(Excerpts from a dataset on object pointing)
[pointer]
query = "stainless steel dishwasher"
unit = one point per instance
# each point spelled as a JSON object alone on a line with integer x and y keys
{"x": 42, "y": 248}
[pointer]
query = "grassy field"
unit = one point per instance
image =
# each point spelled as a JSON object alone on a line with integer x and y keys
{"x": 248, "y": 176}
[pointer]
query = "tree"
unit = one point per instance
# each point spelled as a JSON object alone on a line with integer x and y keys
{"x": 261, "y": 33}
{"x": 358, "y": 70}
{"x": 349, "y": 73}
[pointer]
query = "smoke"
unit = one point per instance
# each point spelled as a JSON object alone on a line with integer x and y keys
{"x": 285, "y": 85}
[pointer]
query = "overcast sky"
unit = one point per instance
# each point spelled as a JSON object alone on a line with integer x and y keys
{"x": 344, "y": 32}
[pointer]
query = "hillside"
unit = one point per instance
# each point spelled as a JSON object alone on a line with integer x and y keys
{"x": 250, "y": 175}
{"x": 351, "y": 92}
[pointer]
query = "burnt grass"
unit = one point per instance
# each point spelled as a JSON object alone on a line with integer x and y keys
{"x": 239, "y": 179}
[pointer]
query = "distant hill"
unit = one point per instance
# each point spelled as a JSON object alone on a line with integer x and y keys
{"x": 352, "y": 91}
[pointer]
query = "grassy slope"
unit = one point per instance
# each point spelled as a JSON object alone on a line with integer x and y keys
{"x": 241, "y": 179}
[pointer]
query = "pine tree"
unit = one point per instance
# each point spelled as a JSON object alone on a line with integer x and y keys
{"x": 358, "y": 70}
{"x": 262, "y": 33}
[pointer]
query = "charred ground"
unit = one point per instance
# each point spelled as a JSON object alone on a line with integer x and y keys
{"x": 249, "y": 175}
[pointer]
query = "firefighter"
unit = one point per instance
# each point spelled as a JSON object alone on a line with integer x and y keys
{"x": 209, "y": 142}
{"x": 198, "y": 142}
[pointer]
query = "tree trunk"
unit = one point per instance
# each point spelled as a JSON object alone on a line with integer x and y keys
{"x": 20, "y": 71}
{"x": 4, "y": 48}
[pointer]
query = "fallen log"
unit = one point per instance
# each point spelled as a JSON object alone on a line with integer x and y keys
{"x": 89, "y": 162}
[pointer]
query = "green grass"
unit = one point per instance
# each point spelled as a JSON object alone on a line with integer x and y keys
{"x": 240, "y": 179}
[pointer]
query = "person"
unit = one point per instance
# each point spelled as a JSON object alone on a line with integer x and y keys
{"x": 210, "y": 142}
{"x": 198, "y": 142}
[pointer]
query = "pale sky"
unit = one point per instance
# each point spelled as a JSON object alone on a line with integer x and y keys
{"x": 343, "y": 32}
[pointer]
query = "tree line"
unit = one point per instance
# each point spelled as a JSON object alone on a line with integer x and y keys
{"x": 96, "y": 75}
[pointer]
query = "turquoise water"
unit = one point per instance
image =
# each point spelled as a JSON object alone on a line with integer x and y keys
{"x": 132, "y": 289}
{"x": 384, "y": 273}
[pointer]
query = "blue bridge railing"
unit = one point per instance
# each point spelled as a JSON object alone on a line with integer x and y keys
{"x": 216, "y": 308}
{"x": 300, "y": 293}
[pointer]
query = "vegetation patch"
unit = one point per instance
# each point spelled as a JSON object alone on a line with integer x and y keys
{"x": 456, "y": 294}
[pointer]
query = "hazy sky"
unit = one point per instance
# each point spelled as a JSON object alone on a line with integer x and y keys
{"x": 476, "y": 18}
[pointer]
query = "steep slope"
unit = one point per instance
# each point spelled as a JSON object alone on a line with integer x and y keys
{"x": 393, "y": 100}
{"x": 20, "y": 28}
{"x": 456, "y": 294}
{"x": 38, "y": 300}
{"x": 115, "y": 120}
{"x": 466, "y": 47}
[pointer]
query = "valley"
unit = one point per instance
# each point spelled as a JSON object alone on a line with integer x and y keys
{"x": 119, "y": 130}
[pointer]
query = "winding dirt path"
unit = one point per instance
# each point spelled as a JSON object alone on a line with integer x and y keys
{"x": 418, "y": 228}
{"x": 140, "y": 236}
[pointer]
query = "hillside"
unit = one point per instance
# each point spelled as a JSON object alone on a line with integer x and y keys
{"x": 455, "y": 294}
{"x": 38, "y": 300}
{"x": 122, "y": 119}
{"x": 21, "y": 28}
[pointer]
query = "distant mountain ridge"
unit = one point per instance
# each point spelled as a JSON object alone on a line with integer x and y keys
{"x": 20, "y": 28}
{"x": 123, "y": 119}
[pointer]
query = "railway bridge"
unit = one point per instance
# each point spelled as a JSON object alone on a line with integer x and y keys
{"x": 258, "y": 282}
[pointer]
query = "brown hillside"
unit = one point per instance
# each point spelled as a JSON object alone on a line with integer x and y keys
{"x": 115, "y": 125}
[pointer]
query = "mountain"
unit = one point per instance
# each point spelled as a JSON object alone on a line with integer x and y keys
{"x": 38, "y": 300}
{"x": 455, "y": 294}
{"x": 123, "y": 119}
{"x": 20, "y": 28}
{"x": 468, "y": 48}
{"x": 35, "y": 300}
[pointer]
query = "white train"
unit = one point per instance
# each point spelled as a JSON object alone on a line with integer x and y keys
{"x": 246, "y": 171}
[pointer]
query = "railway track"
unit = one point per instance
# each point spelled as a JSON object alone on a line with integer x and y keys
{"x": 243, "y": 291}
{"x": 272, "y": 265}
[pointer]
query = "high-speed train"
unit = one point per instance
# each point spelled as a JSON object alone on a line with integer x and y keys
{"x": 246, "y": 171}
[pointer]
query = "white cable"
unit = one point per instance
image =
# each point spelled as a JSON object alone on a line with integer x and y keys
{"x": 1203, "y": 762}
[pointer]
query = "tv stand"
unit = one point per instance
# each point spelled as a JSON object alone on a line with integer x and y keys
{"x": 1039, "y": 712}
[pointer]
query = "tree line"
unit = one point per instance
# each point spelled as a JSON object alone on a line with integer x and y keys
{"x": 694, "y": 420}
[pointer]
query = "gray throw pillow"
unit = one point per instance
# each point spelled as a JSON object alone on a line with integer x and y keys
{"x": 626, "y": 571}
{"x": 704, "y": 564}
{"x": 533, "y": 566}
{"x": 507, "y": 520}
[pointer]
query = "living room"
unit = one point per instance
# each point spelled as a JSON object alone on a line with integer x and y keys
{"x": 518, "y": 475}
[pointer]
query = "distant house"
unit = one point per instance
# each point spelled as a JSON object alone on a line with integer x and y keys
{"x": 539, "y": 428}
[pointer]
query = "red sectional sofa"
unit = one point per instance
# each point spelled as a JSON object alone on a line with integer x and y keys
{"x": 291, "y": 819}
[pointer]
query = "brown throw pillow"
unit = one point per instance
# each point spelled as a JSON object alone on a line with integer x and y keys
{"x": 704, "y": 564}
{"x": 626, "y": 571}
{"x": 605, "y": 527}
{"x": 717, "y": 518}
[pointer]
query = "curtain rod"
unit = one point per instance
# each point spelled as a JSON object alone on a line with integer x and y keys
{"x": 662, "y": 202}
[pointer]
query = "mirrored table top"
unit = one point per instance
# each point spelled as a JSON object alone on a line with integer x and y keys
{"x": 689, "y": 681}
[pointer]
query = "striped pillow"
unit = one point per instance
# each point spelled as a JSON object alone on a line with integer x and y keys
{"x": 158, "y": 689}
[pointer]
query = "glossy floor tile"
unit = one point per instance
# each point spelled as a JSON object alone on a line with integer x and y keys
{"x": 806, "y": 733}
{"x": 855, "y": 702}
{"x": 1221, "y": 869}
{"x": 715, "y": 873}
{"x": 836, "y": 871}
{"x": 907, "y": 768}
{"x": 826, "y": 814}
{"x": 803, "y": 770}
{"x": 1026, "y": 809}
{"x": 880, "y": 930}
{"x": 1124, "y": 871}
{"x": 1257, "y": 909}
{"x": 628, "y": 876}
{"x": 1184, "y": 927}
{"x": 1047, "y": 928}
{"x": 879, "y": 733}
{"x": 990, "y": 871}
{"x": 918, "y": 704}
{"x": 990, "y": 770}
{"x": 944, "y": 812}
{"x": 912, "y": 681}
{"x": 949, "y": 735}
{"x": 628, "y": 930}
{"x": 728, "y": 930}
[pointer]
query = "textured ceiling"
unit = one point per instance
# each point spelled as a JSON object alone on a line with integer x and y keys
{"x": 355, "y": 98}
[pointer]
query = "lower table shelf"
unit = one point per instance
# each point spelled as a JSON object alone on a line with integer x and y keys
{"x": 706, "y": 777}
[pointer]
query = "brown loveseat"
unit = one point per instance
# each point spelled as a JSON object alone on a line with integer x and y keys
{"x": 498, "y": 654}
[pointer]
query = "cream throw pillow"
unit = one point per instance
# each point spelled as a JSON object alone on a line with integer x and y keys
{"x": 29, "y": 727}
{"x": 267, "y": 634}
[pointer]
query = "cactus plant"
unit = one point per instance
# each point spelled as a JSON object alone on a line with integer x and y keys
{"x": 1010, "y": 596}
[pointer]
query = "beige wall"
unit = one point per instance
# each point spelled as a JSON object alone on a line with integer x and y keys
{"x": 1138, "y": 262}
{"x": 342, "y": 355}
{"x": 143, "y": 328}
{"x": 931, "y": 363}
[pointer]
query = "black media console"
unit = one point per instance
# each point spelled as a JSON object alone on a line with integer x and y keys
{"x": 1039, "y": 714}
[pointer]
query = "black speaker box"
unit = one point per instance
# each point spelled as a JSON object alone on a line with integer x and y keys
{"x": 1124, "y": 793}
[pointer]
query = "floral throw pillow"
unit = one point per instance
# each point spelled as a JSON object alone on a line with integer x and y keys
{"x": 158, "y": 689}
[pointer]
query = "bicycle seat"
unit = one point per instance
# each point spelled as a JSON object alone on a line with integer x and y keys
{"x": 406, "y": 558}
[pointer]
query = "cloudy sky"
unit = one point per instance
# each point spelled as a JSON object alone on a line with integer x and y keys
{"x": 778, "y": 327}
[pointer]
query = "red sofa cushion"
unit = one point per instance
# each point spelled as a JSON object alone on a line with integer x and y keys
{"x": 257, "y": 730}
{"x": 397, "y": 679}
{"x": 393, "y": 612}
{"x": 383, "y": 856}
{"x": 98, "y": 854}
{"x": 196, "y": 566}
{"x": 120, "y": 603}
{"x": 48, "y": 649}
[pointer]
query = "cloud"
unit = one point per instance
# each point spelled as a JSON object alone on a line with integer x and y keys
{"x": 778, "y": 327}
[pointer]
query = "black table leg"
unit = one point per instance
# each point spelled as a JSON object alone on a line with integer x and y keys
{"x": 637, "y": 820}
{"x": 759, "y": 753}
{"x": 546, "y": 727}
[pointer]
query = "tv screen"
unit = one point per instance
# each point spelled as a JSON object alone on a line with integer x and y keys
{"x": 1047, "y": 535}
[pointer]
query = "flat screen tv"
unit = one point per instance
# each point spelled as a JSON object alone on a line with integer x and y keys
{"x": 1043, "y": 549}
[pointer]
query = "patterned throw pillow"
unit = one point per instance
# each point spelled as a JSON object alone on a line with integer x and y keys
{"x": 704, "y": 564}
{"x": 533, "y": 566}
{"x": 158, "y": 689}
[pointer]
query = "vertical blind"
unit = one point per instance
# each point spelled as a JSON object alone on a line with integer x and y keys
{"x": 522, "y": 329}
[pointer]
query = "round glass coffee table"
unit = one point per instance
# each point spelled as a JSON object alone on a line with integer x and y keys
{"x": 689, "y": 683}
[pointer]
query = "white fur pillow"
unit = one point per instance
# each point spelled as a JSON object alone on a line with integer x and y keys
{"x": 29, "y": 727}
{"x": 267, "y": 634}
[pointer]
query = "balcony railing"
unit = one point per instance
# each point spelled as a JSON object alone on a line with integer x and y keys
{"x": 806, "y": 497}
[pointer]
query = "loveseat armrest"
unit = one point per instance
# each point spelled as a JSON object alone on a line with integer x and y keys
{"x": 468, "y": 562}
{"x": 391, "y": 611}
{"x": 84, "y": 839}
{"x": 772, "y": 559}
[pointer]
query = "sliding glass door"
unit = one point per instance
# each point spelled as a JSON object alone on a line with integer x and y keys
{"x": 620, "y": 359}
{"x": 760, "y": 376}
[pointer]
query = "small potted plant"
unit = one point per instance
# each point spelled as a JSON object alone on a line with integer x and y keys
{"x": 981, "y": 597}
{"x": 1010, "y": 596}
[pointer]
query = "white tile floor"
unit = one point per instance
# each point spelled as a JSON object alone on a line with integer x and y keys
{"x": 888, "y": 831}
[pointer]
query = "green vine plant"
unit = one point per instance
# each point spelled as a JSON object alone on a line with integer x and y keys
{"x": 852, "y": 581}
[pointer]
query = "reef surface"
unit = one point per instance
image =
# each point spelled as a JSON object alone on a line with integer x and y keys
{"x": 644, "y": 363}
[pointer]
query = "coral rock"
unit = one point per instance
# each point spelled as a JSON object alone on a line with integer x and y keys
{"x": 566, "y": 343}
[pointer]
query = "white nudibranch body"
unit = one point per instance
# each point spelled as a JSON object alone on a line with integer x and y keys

**Request**
Locate each line in the entries above that contains the string "bridge", and copy those lines.

**Answer to this task**
query = "blue bridge railing"
query = "railway bridge"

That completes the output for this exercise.